Locate each line of the material below that contains the word "cabinet" and copy that line in full. Treat uppercase and lowercase letters as distinct.
---------- MATERIAL PROVIDED ----------
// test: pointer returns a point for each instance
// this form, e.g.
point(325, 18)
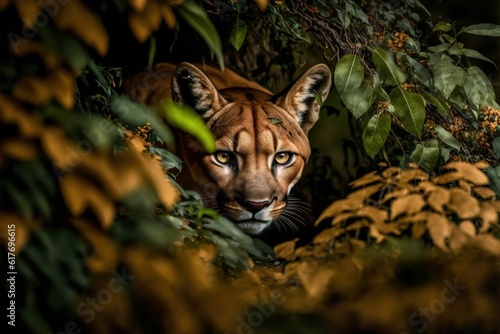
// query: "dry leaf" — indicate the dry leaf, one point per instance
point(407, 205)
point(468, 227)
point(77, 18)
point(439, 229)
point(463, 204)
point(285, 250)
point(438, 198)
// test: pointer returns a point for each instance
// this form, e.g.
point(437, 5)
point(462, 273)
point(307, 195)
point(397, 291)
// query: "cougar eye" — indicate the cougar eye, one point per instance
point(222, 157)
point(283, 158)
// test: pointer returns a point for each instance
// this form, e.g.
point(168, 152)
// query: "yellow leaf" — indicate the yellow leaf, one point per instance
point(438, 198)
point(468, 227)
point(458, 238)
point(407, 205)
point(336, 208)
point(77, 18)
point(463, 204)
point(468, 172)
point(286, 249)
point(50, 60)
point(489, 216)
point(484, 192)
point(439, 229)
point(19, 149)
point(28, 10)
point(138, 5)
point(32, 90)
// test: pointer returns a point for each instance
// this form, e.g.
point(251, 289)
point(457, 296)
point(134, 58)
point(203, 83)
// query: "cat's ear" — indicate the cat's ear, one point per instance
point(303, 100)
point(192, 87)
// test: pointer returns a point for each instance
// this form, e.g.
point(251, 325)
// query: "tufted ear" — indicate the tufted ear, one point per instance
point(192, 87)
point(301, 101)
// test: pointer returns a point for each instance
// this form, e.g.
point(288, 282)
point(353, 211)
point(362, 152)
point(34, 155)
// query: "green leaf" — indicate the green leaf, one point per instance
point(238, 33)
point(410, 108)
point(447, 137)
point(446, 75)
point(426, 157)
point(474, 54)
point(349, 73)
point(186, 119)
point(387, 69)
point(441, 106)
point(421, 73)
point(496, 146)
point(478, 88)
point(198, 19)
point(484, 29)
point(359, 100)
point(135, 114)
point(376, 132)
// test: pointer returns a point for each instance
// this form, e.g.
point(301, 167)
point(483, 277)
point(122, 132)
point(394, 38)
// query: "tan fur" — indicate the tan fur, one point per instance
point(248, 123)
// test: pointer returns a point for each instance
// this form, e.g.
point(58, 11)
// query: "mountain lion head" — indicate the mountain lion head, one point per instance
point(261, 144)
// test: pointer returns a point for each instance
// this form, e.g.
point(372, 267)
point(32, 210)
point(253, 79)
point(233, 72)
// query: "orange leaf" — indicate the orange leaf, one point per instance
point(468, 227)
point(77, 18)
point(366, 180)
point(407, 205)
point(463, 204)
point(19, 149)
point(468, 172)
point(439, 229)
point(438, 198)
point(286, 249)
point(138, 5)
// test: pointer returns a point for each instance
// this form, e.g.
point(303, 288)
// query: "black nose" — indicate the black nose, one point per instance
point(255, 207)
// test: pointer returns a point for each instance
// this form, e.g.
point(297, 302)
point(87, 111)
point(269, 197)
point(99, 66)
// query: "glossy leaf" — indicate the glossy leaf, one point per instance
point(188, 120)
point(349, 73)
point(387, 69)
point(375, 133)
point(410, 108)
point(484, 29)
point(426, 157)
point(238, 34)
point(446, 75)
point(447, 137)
----------
---------- MATERIAL PROVIDED ----------
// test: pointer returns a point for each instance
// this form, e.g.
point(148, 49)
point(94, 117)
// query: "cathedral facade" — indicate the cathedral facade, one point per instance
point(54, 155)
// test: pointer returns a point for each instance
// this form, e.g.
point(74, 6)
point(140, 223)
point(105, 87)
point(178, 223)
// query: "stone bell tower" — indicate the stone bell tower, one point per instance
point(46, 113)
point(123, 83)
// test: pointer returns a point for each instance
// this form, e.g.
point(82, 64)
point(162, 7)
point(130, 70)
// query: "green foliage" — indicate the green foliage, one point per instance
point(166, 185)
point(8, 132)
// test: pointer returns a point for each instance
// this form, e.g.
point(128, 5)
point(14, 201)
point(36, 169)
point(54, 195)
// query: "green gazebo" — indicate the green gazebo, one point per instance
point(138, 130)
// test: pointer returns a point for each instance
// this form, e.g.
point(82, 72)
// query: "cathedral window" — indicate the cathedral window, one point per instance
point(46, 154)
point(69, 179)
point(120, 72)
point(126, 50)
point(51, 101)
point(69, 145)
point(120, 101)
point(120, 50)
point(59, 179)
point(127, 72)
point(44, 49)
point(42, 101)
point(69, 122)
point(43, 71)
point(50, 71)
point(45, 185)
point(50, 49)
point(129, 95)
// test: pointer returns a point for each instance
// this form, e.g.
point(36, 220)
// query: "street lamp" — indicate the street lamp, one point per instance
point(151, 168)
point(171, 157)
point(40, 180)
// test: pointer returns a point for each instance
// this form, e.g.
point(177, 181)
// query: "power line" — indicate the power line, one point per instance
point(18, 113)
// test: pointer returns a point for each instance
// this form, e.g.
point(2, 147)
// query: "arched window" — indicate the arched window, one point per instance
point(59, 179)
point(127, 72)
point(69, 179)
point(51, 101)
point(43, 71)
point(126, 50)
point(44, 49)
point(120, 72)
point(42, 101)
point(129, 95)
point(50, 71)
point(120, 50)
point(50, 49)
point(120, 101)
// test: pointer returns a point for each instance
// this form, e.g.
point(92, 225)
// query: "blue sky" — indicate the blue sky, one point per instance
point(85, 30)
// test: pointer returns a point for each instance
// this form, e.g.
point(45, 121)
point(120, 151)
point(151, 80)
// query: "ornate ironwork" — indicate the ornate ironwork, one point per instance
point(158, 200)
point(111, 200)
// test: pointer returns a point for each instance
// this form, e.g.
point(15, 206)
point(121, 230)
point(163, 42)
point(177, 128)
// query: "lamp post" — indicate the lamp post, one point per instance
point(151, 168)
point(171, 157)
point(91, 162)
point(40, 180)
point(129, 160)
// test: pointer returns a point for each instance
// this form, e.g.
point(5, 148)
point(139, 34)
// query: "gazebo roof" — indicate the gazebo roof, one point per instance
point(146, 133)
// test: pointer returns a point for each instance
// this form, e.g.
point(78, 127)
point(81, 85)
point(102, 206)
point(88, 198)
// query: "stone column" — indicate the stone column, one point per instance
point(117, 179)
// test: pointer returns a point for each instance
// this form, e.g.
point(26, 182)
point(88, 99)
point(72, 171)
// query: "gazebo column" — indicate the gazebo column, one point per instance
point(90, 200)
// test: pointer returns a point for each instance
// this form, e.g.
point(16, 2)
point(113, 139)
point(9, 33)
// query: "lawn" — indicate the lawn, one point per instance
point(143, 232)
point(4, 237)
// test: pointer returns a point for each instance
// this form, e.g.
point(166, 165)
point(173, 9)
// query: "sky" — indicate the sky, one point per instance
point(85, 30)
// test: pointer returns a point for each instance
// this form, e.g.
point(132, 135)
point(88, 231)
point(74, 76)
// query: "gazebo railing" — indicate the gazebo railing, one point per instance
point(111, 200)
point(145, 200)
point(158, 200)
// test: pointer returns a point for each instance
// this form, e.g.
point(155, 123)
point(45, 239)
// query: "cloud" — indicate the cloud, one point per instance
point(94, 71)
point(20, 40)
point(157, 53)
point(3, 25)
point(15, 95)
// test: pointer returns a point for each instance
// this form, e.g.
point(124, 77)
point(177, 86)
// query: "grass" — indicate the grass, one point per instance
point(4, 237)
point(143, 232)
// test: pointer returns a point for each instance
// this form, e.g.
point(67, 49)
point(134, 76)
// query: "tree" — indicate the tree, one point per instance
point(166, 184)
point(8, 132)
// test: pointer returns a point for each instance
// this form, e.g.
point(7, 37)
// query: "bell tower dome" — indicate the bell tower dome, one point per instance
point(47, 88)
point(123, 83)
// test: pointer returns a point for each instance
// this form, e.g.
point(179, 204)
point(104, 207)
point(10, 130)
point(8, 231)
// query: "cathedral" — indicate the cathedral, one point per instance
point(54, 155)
----------
---------- MATERIAL PROVIDED ----------
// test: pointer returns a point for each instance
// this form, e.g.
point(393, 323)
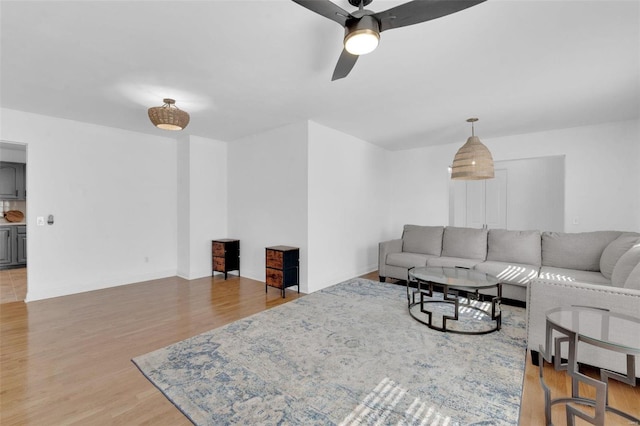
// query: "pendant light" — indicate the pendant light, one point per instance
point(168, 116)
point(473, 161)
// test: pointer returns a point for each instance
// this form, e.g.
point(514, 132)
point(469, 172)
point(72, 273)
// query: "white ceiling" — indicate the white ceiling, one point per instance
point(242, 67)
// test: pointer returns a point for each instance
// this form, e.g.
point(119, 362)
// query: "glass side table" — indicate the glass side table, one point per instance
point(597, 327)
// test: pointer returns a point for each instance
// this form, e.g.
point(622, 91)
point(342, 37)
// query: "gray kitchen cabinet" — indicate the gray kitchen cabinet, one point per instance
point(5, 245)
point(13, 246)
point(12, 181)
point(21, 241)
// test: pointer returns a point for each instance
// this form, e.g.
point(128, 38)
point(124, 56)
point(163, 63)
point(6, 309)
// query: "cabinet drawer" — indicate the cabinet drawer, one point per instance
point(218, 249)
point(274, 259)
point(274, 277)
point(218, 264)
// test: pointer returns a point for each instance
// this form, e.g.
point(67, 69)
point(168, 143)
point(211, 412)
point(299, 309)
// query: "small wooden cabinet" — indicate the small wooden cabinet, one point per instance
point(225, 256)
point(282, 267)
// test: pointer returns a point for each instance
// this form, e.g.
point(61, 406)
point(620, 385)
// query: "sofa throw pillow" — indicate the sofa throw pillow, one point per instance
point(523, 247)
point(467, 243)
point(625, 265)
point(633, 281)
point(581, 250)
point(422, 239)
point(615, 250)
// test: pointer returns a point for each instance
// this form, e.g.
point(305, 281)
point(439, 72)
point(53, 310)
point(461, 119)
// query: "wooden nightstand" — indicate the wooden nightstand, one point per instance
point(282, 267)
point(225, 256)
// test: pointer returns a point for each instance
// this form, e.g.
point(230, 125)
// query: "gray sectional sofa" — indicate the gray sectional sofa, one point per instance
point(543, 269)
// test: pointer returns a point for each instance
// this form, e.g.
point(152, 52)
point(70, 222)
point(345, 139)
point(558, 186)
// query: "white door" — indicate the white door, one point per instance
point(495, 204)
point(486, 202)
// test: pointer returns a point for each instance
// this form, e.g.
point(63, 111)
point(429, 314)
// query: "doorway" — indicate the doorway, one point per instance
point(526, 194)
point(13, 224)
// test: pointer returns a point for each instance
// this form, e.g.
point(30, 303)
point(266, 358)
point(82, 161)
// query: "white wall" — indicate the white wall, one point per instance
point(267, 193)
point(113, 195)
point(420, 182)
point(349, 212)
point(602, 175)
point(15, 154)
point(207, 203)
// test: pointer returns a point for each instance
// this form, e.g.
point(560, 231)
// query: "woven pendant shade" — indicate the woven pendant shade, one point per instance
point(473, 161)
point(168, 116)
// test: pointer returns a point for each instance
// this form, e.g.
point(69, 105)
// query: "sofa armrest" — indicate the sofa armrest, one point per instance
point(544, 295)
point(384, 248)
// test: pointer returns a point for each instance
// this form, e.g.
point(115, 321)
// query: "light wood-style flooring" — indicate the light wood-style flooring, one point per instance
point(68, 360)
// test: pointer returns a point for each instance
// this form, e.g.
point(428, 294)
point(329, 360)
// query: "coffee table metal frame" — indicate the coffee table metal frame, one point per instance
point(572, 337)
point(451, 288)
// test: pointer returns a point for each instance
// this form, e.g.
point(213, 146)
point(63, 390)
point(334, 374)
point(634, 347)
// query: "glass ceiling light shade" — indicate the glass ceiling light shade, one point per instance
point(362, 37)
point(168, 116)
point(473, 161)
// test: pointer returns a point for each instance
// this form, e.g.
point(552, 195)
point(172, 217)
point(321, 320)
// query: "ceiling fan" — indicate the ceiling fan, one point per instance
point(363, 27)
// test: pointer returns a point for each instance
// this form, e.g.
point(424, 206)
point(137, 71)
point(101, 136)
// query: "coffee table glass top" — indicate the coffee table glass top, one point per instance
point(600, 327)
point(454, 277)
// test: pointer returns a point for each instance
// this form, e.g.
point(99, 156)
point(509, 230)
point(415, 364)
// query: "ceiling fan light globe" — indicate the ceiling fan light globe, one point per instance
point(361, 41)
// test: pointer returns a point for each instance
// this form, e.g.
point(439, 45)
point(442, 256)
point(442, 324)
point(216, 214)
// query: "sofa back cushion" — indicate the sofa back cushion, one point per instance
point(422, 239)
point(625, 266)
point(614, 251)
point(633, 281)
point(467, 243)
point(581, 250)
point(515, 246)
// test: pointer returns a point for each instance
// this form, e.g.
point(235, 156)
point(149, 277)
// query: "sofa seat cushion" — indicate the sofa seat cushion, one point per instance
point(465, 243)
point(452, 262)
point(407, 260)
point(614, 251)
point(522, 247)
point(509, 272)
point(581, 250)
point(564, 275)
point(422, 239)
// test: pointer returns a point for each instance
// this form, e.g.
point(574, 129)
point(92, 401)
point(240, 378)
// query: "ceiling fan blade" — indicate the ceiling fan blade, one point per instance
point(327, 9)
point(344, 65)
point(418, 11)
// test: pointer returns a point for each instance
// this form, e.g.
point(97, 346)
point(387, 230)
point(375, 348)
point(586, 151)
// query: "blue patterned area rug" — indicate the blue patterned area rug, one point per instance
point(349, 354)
----------
TASK OUTPUT —
// query: "gray kitchen cabinet" — indicate the gray kitchen cabinet, one point per instance
// query: "cabinet drawer" — indicate the cabinet drawer, one point per instance
// query: "small wooden cabinet" — indicate the small wooden cabinet, one point per instance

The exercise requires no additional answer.